▸ **Aim of the task**: Please reproduce the data in full, exactly as it stands.

○ ○ ○

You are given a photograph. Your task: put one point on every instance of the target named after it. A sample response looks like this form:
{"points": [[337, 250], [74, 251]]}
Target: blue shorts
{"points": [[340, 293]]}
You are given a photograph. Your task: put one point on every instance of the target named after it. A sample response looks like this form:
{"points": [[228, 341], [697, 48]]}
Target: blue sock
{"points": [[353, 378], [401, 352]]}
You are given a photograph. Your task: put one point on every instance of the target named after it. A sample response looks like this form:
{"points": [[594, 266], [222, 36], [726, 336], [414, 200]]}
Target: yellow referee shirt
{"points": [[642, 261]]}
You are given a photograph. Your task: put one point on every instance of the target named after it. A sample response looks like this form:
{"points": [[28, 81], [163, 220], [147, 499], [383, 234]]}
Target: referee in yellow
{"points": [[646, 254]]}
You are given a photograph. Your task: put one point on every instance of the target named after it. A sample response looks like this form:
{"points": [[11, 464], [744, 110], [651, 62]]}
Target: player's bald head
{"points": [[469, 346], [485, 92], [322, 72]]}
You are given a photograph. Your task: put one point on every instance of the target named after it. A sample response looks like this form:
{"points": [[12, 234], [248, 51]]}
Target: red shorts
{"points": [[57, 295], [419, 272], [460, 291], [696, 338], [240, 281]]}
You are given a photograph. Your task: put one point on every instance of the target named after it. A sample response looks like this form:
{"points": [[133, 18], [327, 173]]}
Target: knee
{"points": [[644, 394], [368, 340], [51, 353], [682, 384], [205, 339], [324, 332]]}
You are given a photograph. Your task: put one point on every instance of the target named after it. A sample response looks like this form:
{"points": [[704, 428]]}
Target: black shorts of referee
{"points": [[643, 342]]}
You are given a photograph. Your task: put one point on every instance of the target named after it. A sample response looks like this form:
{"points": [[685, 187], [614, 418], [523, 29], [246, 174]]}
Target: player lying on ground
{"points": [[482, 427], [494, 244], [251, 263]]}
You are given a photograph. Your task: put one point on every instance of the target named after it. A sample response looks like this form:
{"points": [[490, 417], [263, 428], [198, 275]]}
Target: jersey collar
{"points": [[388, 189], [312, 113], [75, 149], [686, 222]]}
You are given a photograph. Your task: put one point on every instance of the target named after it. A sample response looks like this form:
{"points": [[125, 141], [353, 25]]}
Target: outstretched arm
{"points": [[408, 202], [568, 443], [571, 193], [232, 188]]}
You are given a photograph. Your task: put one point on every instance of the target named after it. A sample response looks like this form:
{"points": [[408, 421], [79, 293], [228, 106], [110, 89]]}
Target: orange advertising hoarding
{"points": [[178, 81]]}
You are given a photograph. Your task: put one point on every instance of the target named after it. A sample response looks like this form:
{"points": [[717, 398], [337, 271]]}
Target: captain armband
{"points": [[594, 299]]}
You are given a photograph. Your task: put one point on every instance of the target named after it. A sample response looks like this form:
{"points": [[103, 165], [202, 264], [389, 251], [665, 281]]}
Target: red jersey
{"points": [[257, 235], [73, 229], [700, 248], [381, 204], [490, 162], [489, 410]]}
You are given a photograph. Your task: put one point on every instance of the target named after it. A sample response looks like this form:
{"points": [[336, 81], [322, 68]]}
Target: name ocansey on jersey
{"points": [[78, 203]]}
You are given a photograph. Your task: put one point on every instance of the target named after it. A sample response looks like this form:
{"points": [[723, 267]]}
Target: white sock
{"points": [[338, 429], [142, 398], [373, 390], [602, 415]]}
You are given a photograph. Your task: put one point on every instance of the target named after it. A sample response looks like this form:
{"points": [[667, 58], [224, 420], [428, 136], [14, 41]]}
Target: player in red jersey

○ ○ ○

▸ **Answer to this exercise**:
You are given a photograph. Your task: put one point on every instance of the target named after it. A sample response looks like this form:
{"points": [[337, 250], [74, 251]]}
Target: blue shorts
{"points": [[340, 293]]}
You are given a photograph. Your task: put one point on every instance of the target named after it. A sample response looks like this form:
{"points": [[228, 341], [697, 48]]}
Target: blue sock
{"points": [[353, 378], [401, 352]]}
You are given a photograph. Your task: put one point on every instance of the target named after it. A sample response looks like this form:
{"points": [[594, 266], [222, 36], [726, 336], [414, 200]]}
Target: yellow referee shirt
{"points": [[642, 261]]}
You are given a photograph. Your task: put one point on every instance of the target named after it. A sample response looks like this form:
{"points": [[28, 81], [163, 220], [147, 499], [383, 234]]}
Target: referee in yellow
{"points": [[646, 254]]}
You are given a photograph. Your task: put one point on every instance of the target named after it. A sample response looks like this form:
{"points": [[11, 464], [744, 110], [651, 62]]}
Target: player's bald head
{"points": [[469, 346], [485, 92], [322, 72]]}
You are given a photograph. Your task: put one point on every instance of the target named after it. A sample response looks like this form:
{"points": [[12, 234], [248, 51]]}
Target: red shorts
{"points": [[57, 295], [419, 272], [460, 291], [696, 338], [240, 281]]}
You are given a photograph. Your task: put one point on every instance of the target named after it. A sample response looks like this form:
{"points": [[133, 18], [327, 173]]}
Target: knee
{"points": [[644, 394], [368, 340], [51, 353], [682, 384], [205, 339], [324, 332]]}
You are given a photograph. Your task: put one point on every instance of the target named after it. A sample response looks like this form:
{"points": [[704, 428]]}
Target: black shorts of referee
{"points": [[643, 342]]}
You are given a photograph. Your task: put one point on every instance of the target named after it. A sample response looks like this form:
{"points": [[685, 187], [614, 418], [523, 29], [246, 174]]}
Target: player lying on ground
{"points": [[482, 427], [494, 244], [251, 263]]}
You are given a photograph. Your task: put one point on every instance of the target named after it. A sample response looks like this form:
{"points": [[490, 417], [263, 428], [198, 275]]}
Target: jersey collar
{"points": [[388, 189], [312, 113], [75, 149], [686, 222]]}
You are given a photograph. Your task: put one point on every instance of the target named after it. A sample response looks like this form:
{"points": [[125, 141], [353, 25]]}
Target: outstretched arm
{"points": [[408, 202], [568, 443], [571, 193], [232, 188]]}
You are given a photograph. Your task: put one point on every instance of the target named after it. A sample response looks like this form:
{"points": [[408, 421], [79, 293], [228, 106], [110, 89]]}
Target: orange advertising hoarding
{"points": [[178, 81]]}
You are given a photograph. Your task: put one point on every instance of the target named after it. A sample response looks like this form:
{"points": [[717, 398], [337, 271]]}
Target: captain armband
{"points": [[594, 299]]}
You are given a photograph. Your task: put one point on every instance of the target named after it. A sample response looks like this form:
{"points": [[103, 165], [202, 264], [389, 251], [665, 281]]}
Target: red jersey
{"points": [[257, 235], [73, 229], [700, 248], [381, 204], [490, 162], [489, 410]]}
You are given a photograph. Your task: put one point on every instance of the target named after it. A sample response looks like this form:
{"points": [[336, 81], [322, 68]]}
Target: name ocansey on jersey
{"points": [[78, 203]]}
You are given a photograph. Your task: put one point on every instance of the target named after it. A sample response looks like this form:
{"points": [[723, 267]]}
Target: white sock
{"points": [[338, 429], [142, 398], [373, 390], [602, 415]]}
You are given a photograph. Your task: put one point on every instance of the target named after it. A sample response looks like this form:
{"points": [[667, 58], [224, 420], [428, 136], [14, 41]]}
Target: player in red jersey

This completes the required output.